Coordinate annotation records

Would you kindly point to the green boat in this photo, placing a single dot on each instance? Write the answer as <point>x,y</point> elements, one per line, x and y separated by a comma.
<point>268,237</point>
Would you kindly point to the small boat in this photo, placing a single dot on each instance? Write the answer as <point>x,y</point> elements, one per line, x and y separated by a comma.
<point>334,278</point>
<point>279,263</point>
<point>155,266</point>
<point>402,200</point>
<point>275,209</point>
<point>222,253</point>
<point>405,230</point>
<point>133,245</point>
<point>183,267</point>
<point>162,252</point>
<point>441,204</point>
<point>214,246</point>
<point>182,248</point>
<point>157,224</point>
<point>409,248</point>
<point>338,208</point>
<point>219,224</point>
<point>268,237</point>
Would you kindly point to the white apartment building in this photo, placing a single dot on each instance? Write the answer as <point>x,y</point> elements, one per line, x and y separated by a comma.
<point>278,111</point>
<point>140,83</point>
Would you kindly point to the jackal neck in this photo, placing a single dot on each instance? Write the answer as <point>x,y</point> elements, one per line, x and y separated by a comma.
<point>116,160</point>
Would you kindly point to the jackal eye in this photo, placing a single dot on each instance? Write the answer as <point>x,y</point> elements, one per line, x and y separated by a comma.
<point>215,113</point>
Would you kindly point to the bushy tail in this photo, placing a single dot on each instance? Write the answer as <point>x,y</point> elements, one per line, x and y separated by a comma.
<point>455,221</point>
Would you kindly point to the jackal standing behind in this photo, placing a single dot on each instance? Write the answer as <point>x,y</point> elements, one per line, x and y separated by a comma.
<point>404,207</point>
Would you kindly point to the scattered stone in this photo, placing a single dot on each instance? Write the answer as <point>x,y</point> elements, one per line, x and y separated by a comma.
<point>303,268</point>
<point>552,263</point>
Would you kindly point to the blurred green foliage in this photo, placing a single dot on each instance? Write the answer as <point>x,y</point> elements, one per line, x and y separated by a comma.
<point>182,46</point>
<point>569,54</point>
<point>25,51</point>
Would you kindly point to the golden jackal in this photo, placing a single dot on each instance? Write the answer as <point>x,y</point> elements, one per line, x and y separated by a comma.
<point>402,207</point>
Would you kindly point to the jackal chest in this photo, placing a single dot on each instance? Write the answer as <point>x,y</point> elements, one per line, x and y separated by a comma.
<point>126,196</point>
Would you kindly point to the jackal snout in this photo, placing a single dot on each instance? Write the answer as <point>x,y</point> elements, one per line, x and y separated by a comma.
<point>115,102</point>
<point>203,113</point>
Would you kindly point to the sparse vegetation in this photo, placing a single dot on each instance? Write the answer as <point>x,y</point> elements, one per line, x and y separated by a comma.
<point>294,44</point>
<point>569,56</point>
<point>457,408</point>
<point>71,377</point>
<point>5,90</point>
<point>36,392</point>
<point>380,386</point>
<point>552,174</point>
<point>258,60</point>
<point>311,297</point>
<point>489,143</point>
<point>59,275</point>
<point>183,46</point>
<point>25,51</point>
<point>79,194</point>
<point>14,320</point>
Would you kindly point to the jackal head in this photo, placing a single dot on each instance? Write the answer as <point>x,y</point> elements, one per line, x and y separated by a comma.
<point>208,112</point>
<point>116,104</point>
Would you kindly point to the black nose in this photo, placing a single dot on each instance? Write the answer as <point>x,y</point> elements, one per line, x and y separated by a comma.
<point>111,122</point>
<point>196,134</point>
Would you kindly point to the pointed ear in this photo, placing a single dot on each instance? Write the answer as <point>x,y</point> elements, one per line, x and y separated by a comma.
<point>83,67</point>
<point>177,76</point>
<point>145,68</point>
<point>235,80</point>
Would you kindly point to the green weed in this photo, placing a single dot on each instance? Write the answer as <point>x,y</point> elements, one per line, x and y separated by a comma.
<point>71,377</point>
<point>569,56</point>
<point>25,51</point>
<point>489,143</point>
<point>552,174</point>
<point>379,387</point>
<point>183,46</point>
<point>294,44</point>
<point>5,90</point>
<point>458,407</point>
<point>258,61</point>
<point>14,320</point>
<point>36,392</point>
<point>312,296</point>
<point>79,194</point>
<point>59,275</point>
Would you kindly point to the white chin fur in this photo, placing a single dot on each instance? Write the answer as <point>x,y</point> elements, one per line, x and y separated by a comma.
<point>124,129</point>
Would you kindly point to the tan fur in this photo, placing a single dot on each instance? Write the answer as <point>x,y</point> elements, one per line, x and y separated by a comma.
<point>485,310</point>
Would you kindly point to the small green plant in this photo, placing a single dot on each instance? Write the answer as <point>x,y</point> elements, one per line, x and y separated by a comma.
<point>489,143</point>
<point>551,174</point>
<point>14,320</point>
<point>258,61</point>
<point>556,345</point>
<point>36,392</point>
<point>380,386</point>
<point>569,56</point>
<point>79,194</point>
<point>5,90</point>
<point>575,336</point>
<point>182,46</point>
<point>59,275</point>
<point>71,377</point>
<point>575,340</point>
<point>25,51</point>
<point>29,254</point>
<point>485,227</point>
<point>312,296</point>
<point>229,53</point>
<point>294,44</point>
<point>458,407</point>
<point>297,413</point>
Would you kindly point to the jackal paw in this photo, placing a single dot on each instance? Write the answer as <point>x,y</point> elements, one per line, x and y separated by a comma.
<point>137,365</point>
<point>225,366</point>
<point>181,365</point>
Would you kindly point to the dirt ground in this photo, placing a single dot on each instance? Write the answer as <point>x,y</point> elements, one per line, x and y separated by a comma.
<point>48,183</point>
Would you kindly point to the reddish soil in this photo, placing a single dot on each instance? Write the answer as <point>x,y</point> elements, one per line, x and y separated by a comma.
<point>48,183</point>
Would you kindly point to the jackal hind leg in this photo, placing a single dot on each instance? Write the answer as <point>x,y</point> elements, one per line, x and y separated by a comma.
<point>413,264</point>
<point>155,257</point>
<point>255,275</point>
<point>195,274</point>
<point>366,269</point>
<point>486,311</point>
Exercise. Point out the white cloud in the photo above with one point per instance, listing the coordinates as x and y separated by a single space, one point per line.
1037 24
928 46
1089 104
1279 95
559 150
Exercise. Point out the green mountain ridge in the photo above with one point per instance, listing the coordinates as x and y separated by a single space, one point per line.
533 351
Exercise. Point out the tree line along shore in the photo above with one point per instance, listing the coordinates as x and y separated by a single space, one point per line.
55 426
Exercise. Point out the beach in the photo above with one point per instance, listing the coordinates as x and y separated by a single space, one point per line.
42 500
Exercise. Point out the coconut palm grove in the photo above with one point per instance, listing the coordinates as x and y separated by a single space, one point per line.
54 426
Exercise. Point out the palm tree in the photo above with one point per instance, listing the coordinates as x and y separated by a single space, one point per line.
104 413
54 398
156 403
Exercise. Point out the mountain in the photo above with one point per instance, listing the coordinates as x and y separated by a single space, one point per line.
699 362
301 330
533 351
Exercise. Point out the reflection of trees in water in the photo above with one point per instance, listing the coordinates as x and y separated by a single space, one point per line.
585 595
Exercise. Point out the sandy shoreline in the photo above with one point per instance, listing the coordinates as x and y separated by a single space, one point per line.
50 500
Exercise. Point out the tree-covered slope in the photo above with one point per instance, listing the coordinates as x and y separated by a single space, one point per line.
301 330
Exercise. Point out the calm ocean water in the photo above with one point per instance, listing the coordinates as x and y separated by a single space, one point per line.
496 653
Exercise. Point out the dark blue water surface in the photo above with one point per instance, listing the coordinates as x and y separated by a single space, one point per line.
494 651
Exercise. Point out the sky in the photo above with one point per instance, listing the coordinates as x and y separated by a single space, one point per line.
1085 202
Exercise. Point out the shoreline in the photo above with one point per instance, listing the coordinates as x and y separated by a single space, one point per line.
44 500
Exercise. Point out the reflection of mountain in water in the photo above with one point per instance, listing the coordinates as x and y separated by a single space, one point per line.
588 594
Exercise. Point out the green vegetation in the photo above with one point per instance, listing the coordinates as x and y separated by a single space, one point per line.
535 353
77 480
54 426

Written exercise => Print the lines between the one holding "Would you kindly point to the blurred" and the one holding "<point>203,113</point>", inclusive, reproducing them verbatim.

Solution to this task =>
Would you kindly point to the blurred green foliage in this photo, placing a single dot on each instance? Write the answer as <point>x,y</point> elements, one per line, x and y separated by a comma.
<point>182,46</point>
<point>569,54</point>
<point>25,51</point>
Would you kindly point to the golden jackal in this photo, placing a single dot on each instance? Write the answer as <point>x,y</point> elements, one per line, x and y separated by a comma.
<point>402,207</point>
Would you kindly point to the jackal chest in this photo, placing a single dot on each instance? Write the answer as <point>x,y</point> elements, one per line, x and y separated by a comma.
<point>126,196</point>
Would you kindly point to the jackal snout in this photo, placing a single dot on each instance? Write the answer as <point>x,y</point> elements, one per line, x and y separated by a comma.
<point>115,102</point>
<point>203,113</point>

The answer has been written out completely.